[[ Data records, beginning ]]

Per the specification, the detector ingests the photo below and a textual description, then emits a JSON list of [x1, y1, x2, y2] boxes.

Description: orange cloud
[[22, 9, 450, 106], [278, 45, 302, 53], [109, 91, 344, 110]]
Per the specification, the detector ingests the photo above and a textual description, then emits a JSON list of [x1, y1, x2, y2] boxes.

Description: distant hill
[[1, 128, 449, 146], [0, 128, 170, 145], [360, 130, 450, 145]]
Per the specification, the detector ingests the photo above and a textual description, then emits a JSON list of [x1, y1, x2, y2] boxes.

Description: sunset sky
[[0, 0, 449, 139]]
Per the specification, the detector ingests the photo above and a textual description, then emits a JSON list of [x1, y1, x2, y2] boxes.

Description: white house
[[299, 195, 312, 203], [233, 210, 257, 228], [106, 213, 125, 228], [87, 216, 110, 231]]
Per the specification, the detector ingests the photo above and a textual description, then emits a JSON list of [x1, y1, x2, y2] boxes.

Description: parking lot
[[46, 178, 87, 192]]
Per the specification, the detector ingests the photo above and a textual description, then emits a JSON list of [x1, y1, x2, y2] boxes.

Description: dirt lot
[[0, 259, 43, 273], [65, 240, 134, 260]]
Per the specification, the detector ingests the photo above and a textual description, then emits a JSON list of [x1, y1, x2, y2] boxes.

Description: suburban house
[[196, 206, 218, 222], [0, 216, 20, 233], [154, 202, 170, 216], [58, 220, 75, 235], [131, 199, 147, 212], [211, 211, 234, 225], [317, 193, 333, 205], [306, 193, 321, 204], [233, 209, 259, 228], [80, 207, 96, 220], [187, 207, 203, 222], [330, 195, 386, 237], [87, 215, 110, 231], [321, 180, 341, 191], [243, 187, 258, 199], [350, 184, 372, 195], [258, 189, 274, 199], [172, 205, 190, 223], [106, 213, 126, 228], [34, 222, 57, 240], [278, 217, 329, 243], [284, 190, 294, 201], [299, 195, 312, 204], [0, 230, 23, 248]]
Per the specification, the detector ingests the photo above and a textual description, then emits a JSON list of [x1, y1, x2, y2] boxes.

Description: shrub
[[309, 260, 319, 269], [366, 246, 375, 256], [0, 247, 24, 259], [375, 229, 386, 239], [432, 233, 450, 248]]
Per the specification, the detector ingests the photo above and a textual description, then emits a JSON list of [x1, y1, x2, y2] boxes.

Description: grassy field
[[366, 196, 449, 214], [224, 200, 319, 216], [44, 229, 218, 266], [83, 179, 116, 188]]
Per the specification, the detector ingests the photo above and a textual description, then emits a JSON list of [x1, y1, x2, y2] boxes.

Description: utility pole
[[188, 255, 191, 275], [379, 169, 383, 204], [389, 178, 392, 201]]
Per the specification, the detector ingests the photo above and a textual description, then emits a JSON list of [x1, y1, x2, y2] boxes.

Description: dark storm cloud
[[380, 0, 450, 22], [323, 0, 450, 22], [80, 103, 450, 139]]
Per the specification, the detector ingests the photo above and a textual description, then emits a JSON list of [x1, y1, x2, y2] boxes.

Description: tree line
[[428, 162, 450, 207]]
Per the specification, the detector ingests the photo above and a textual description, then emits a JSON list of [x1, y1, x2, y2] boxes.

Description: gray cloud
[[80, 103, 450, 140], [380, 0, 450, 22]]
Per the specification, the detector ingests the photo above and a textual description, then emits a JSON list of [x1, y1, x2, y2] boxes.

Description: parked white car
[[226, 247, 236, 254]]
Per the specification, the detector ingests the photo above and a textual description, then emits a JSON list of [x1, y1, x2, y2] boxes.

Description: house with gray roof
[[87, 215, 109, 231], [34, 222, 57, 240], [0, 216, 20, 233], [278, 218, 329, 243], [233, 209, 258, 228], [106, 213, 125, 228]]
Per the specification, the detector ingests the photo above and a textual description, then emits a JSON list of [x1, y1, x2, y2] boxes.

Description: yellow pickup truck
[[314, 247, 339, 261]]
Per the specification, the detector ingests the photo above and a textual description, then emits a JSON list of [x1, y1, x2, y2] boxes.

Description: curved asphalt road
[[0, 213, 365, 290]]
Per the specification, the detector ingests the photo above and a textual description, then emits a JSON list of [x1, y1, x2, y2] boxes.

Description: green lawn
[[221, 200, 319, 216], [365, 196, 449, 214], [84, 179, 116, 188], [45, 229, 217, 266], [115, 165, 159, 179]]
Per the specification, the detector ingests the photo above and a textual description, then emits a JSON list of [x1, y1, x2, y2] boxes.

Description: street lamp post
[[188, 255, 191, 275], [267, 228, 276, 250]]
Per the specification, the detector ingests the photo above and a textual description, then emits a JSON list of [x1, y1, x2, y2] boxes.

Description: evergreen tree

[[ Data records, end ]]

Your job is to give the data above again exactly, in full.

▸ Problem solution:
Per the specification, the detector ingests the photo below and a textual description, then emits a JSON list of [x1, y1, x2, y2] boxes.

Description: orange cloud
[[22, 9, 450, 106], [278, 45, 302, 53], [109, 91, 344, 110]]
Per the specification, the detector ingests the photo above and a textual description, then emits a JSON list of [x1, y1, x2, y2] boxes.

Description: distant hill
[[1, 128, 449, 146], [0, 128, 170, 145], [360, 130, 450, 145]]
Per the specification, the detector ingests the photo above and a textual description, then emits a JSON list of [x1, y1, x2, y2] boxes.

Description: sunset sky
[[0, 0, 449, 139]]
Per the specification, the detector ingests the photo above and a textual description, then emits a JSON list of [x1, y1, x2, y2] boxes.

Description: white house
[[299, 195, 312, 203], [233, 210, 257, 228], [106, 213, 125, 228], [87, 216, 110, 231]]
Per the specification, the detector ingests the photo above and a textual description, then emits a JSON list of [x1, y1, x2, y2] boxes.

Description: parking lot
[[46, 178, 87, 192]]
Per the specification, the detector ingests the photo above and a textual description, then emits a JSON list of [x1, y1, x2, y2] boxes.

Description: dirt lot
[[0, 259, 43, 273], [65, 240, 134, 260]]
Per the specification, the detector ingests the photo above and a textual description, then emits a JSON list of [x1, y1, x2, y2] boxes.

Description: suburban house
[[196, 206, 218, 222], [0, 216, 20, 233], [154, 202, 170, 216], [58, 220, 75, 235], [131, 199, 147, 212], [211, 211, 234, 225], [317, 193, 333, 205], [306, 193, 321, 204], [233, 209, 259, 228], [80, 207, 96, 220], [187, 207, 203, 222], [330, 195, 386, 237], [87, 215, 110, 231], [321, 180, 341, 191], [243, 187, 258, 199], [350, 184, 372, 195], [258, 189, 274, 199], [172, 205, 190, 223], [106, 213, 126, 228], [34, 222, 57, 240], [278, 217, 329, 243], [284, 190, 294, 201], [299, 195, 312, 204], [0, 230, 23, 248]]
Per the specification, the detector ingests the photo above and a textual description, then emits a JSON list of [x1, y1, x2, y2] boxes.

Description: shrub
[[309, 260, 319, 269], [366, 246, 375, 256], [0, 247, 24, 259], [375, 229, 386, 239], [432, 233, 450, 248]]
Per the specification, the detector ingests the photo above and a textual description, then emits a JSON list of [x1, y1, x2, y2] boxes.

Description: grassy field
[[366, 196, 449, 214], [224, 200, 319, 216], [44, 229, 218, 266], [83, 179, 116, 188]]
Per the specification, the detector ingests the photo above and a textual description, then emits a JSON list of [x1, y1, x2, y2] boxes.

Description: utility pole
[[188, 255, 191, 275], [379, 169, 383, 204], [389, 178, 392, 201]]
Per the specification, the detector ingests the photo above and a textual description, then emits a JSON list of [x1, y1, x2, y2] boxes.

Description: dark storm cloud
[[380, 0, 450, 22], [323, 0, 450, 22], [80, 103, 450, 139]]
Per the specification, the detector ingests the photo above and a textual description, then emits a JSON list of [x1, y1, x2, y2] boxes.

Description: tree line
[[428, 162, 450, 207]]
Per the specification, the detector ingests the photo above and a textual description, then emits a JSON list of [x1, y1, x2, y2] boxes.

Description: gray cloud
[[80, 103, 450, 140], [380, 0, 450, 22]]
Per the specification, the detector ingests the photo above and a textual description, then emits a JSON list of [x1, y1, x2, y2] boxes.

Description: parked white car
[[226, 247, 236, 254]]
Per the specification, the detector ingests the photo above and a textual description, then emits a JSON list of [x1, y1, x2, y2] boxes.

Description: house with gray roof
[[87, 215, 109, 231], [34, 222, 57, 240], [0, 216, 20, 233], [278, 218, 329, 243], [233, 209, 258, 228], [106, 213, 125, 228]]
Per the specification, the detector ingests the photo above and a textual description, then emits a JSON list of [x1, y1, x2, y2] boxes.

Description: yellow pickup truck
[[314, 247, 339, 261]]
Per the specification, the detector ingests the photo above and a textual description, then emits a JSON list of [x1, y1, x2, y2] boxes.

Description: curved asphalt road
[[0, 213, 365, 290]]
Per the specification, the detector ingests the photo above and a textual description, then emits a JSON list of [x1, y1, x2, y2] boxes.

Description: green lawn
[[221, 200, 319, 216], [365, 196, 449, 214], [84, 179, 116, 188], [45, 229, 217, 266], [115, 165, 159, 179]]
Per the specification, the detector ingests the photo above and a textual description, then emits a JSON list of [x1, y1, x2, y2] boxes.

Description: street lamp post
[[188, 255, 191, 275], [267, 228, 276, 250]]
Per the specification, the detector ingests the photo above and a textual description, then emits a JSON list of [x1, y1, x2, y2] boxes.

Description: evergreen tree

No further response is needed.